**Page extract:**
⟨
Speaking of Okwo, he had the defensive play of the day Thursday afternoon in practice. In 11-on-11 action, he intercepted a pass as he was backpedaling in coverage. The sophomore made an athletic leap and snared the ball falling backward, and then he held on to it as he crashed to the ground. That play brought the entire defense off the sideline to celebrate.
Back on offense, redshirt junior Brian Head was out of practices Tuesday and Wednesday as he continues to recover from the left knee injury he suffered early in the Washington State game two weeks ago. Head was out the remainder of that game and did not see the field last Saturday against Oregon. Thursday marked the first and only time this week that the veteran center took snaps in practice, though he did so strictly with the second team offensive line. With how much time he has missed from practice the past two weeks, it is expected that redshirt freshman Mikal Brewer will get the start at center Saturday for the second straight week. This will be the third start in four games for the youngest starter on the offensive line, and the fourth straight game of major playing time.
While Head also sat out last Saturday's game, his status is a little different this week. In the Oregon game, he was not ready to play at all. Had Brewer sustained any injury and been knocked out of the game, redshirt freshman Preston Clover would have been called into action at center. Tomorrow against UCLA, Head should be cleared and ready to perform in a reserve roll if needed.
As reported earlier this week, redshirt sophomore quarterback Trent Edwards returned to practices on Tuesday and took the full complement of first team snaps with the offense. He continued without any difficulty the remainder of this week's practices. Edwards was knocked out of the game last Saturday against Oregon with a bruised left shoulder, bruised left hand, and his bell rung. He never returned to the game but is all clear to start and play at his full capacity in Pasadena against the Bruins.
This is a rarity I cannot recall in several years, but Stanford Football has added a new face to the roster in late October. Freshman Aaron Zagory has just joined the team and suited out for the first time this week. He hails from Yellow Springs, Ohio, where he was a three-sport athlete in football, soccer and swimming. The 6'0" 160-pound walk-on was a standout place kicker in high school, and he joins the small group of specialists currently on the Cardinal roster. However, there is not as much need for kicking depth as there is punting depth. Stanford has a very able, and admittedly exciting, backup to Michael Sgroi in redshirt freshman Derek Belch. Belch has yet to see the field this year, but he has a bright future and has kicked very well in practices. But behind Jay Ottovegio, there is no other punting specialist for Stanford. If something were to happen to take the redshirt frosh out of action, Buddy Teevens would have to throw Sgroi or wide receiver Greg Camarillo onto the field. Neither of them spend much time punting in practices, so everyone is eager to see Zagory develop as a proficient punter.
⟩
**Task:**
Answer from the practice report:
(a) In which game did Brian Head injure his left knee?
(b) What three injuries knocked Trent Edwards out of the Oregon game?
(c) What is Aaron Zagory's hometown?

**Data listing:**
⟨
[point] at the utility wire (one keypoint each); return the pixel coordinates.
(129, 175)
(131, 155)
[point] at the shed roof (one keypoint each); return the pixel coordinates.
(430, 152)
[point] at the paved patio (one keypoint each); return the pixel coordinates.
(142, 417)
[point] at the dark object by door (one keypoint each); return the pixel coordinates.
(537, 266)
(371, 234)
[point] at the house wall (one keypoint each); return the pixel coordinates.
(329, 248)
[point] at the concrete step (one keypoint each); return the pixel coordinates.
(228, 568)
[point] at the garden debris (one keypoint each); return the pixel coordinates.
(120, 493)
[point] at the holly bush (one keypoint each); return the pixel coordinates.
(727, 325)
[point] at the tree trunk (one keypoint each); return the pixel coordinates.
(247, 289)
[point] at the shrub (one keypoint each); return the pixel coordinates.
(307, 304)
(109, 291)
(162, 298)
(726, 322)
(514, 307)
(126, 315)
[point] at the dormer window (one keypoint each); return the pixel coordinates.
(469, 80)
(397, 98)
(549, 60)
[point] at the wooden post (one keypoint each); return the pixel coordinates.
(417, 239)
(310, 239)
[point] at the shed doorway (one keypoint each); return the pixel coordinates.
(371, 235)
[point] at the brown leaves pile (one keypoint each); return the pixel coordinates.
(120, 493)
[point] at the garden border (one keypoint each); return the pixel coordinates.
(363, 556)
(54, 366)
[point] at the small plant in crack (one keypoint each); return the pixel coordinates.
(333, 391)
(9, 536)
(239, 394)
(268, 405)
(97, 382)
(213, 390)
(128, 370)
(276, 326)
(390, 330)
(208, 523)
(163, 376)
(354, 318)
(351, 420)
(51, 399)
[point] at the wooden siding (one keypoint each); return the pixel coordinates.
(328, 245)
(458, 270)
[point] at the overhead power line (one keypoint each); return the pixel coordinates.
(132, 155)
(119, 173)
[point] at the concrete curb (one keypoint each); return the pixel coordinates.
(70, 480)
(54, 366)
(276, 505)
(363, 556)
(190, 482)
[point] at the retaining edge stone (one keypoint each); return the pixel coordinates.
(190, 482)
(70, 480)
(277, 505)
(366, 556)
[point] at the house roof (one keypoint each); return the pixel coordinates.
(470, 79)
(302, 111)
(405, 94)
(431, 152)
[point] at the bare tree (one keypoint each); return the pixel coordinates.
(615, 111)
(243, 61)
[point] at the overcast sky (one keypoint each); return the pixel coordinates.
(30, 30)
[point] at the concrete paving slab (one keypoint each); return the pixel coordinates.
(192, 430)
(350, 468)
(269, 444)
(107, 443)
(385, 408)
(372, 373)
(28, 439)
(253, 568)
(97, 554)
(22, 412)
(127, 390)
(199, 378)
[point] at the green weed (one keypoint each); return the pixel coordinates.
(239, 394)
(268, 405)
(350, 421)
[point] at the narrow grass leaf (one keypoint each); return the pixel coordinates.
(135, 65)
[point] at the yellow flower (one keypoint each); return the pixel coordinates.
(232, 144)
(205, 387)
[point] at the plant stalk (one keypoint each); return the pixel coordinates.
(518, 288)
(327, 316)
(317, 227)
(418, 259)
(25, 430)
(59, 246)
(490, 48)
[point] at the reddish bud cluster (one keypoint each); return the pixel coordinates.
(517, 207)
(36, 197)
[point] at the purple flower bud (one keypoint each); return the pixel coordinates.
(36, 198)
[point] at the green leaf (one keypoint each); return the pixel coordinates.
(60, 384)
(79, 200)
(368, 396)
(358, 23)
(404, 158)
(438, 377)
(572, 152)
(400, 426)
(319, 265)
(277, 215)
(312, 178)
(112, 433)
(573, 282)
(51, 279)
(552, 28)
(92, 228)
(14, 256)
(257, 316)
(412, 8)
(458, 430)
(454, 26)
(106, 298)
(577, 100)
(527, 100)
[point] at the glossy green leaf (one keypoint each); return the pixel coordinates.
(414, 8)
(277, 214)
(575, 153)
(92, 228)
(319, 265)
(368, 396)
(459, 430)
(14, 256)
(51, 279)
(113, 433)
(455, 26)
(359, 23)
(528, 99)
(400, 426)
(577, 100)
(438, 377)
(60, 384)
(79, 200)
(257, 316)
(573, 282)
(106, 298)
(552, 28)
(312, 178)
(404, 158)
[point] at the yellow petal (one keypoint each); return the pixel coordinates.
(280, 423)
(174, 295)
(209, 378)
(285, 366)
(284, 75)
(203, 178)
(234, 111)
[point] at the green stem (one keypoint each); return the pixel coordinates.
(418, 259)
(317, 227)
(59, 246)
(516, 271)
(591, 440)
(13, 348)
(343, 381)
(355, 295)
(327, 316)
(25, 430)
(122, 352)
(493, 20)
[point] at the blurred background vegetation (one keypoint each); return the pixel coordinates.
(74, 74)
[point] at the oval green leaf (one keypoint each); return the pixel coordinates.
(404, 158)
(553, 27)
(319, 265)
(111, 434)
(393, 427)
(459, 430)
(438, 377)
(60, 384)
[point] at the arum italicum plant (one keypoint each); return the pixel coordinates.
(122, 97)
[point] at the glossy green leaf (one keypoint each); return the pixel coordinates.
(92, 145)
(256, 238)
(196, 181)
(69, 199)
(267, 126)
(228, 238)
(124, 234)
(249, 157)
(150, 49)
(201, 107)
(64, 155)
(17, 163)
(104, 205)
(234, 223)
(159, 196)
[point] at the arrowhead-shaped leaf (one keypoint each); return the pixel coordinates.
⟩
**Finished task:**
(a) The Washington State game, early in the game.
(b) A bruised left shoulder, a bruised left hand, and his bell rung.
(c) Yellow Springs, Ohio.